## WHAT YOU NEED TO DO
Exactly what is written in the records below should be returned, minus the images.

Saved entries
+++++

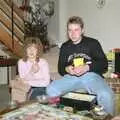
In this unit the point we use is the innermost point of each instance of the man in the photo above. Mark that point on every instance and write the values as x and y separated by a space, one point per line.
82 63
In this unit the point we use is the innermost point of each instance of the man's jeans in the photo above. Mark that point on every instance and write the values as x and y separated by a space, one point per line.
91 82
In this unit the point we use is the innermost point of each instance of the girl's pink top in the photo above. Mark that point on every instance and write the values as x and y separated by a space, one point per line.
39 79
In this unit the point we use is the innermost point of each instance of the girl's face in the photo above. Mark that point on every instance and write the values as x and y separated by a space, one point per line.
31 51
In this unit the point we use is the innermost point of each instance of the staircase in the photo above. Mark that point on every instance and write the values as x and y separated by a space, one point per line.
11 28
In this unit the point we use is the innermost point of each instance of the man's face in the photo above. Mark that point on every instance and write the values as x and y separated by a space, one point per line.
75 32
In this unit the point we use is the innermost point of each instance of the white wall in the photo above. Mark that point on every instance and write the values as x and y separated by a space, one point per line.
53 26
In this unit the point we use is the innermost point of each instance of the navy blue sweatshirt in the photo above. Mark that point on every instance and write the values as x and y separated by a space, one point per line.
89 49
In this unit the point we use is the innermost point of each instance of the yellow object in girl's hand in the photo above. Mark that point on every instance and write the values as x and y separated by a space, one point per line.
78 61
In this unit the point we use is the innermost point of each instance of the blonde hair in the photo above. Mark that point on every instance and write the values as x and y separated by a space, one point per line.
29 41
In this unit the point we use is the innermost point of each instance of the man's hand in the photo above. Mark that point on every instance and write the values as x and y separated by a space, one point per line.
80 70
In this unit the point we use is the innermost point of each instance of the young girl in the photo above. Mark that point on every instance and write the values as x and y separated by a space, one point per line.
34 69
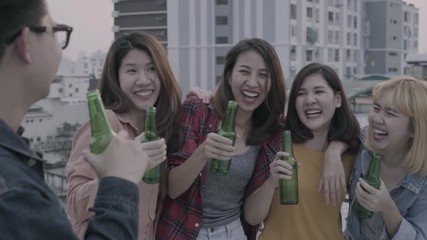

+++++

## TASK OUTPUT
In this unit the point we use is the innermost point of each instance of the man in the photo above. Mark that point on every instance and write the values as x and y separated by a space, one point per line.
82 63
In this unit the point we use is the innermost point of each instance of the man's jeans in the photo above. Mark that point on every instance and write the values as x and y separated by a space, one point per line.
91 82
In this unit the point we use is the innermost point of each instance of the girl's pink top in the photo above. Mark that point on every instance and write the values as x and y separated by a space, one point per line.
39 79
In this unit the point we use is the innermost point of each instance of the girl's face in the photo above. Mark that point on every instance and write the values as x and y separated by a space, one point per line.
31 51
In this unit the point we use is the innermost point of each instance of the staircase in the photo above. Mark that point on every instance and write the values as x and y separated by a space, one point per line.
11 28
In this unit the point we use is the innermost point of each instance of the man's face in the photo above. Mark that point on every instance and write the values as x and y separated by a space, one point per line.
75 32
In this unit the point we use is the innermost point of each instance of the white wall in the photo above. Mark that point on every instance and write the values as x and y separated by a space, one point per line.
53 26
In this unit the point we use is the innermost point of each instance of the navy blue sweatshirt in the photo above. Mark that point on every instance and write the values as x and y separated by a space, one point per line.
89 49
In this unit the point we use is the innermost point of each instance of the yellow object in girl's hand in the photo above. Mark that point on every instance and write the values as x and y separated by a space, one point per line.
78 61
In this unit the point we use is the innermost point of each instance of the blonde hair in the photo above. Mark that point on every instance and write the values as x and y separated by a space, one point per line.
29 41
In this unit the point we use is the innermost point of each instance of the man's hand in the photo above. Mark that point on every instance and write the values as x and y separated by a space, one point per line.
80 70
In this unit the point we use is the innermost point of each instance of the young girl in the photo above. Mark that point on every instance and write the values as x and y separated by a space, one point per line.
34 69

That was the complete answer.